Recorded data
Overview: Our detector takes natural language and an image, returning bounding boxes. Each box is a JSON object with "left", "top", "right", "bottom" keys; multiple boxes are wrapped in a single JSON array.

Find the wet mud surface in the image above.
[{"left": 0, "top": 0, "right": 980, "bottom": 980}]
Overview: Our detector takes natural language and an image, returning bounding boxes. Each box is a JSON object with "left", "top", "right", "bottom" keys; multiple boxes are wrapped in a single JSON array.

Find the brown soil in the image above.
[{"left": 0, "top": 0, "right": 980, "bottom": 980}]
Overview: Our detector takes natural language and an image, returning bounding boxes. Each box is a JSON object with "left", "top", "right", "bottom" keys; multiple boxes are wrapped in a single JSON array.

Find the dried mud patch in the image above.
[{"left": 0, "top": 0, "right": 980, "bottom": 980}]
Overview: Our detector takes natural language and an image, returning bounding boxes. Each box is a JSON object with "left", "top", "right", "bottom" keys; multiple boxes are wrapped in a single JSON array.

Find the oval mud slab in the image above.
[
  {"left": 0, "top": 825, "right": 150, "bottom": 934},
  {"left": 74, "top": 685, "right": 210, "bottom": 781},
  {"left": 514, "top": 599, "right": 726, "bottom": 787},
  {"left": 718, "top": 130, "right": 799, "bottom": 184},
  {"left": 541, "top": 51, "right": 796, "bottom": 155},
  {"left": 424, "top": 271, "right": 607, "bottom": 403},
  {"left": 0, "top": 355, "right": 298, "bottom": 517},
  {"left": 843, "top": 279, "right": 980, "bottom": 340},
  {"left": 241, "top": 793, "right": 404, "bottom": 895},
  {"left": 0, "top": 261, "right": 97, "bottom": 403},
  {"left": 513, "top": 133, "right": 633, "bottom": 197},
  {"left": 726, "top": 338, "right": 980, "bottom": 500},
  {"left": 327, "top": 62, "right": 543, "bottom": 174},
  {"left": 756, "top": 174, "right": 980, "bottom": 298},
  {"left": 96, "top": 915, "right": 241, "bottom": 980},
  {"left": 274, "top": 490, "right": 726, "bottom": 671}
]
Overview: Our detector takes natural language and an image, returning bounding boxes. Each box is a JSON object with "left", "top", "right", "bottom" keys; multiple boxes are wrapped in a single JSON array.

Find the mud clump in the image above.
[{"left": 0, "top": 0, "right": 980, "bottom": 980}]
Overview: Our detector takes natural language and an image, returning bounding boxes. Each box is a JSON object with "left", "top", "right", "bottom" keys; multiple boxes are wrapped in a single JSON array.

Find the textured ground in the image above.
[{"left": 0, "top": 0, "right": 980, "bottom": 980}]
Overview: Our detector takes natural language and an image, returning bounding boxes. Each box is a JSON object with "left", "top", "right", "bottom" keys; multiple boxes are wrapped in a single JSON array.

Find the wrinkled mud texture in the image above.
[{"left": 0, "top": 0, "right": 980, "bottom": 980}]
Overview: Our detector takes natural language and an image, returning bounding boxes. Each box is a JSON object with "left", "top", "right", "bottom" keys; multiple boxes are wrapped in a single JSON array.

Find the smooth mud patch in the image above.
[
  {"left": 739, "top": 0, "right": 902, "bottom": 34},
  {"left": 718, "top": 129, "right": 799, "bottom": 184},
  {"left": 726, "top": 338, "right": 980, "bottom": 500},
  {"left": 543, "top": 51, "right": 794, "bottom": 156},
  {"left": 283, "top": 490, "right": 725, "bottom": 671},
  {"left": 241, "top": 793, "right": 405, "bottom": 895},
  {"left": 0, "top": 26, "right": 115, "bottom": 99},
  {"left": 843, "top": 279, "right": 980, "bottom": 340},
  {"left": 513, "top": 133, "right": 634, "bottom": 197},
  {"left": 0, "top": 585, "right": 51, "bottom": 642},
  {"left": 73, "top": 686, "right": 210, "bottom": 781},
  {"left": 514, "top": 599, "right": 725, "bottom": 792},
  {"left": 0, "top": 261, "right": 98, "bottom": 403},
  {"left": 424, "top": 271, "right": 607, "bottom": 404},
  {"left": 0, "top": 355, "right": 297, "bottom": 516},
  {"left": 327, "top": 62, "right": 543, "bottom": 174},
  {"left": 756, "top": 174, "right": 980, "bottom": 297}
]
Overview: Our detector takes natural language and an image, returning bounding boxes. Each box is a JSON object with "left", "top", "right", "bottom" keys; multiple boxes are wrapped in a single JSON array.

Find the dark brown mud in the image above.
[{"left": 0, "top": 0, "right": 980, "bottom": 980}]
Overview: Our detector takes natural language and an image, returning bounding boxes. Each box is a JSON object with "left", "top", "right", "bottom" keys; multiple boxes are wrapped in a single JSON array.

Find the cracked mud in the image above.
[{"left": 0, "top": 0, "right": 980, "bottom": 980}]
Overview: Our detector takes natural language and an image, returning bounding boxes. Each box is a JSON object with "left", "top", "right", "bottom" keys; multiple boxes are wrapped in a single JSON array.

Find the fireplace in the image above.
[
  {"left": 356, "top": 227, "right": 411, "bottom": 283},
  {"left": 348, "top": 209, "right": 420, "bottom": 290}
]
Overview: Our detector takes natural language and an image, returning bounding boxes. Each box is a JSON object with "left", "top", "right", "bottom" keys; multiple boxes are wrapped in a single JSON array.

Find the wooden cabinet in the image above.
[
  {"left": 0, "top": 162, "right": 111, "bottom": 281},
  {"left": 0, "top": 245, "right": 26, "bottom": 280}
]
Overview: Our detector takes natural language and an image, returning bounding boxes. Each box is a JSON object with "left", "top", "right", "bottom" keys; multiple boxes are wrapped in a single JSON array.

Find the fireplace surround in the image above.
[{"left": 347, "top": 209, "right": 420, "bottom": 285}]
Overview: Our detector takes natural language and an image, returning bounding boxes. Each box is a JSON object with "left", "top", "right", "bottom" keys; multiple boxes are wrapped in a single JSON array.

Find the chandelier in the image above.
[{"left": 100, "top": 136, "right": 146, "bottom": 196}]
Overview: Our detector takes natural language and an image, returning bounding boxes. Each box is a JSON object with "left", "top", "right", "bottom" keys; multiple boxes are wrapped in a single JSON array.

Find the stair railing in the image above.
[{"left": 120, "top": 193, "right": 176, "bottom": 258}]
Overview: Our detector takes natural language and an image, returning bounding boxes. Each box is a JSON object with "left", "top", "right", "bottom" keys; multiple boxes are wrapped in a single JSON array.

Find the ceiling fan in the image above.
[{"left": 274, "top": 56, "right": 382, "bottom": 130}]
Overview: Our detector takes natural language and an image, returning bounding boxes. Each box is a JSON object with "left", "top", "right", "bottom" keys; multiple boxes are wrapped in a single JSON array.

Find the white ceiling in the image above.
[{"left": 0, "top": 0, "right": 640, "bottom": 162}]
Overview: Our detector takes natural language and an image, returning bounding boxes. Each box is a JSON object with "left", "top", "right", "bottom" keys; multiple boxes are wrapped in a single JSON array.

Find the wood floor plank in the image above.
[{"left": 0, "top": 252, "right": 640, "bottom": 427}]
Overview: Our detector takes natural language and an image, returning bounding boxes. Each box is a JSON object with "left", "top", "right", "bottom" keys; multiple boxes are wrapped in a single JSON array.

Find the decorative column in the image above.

> _WHAT YOU SHOULD DO_: Tally the lines in the records above that contain the string "fireplace", treating case as significant, and give only the number.

> _OUTPUT_: 2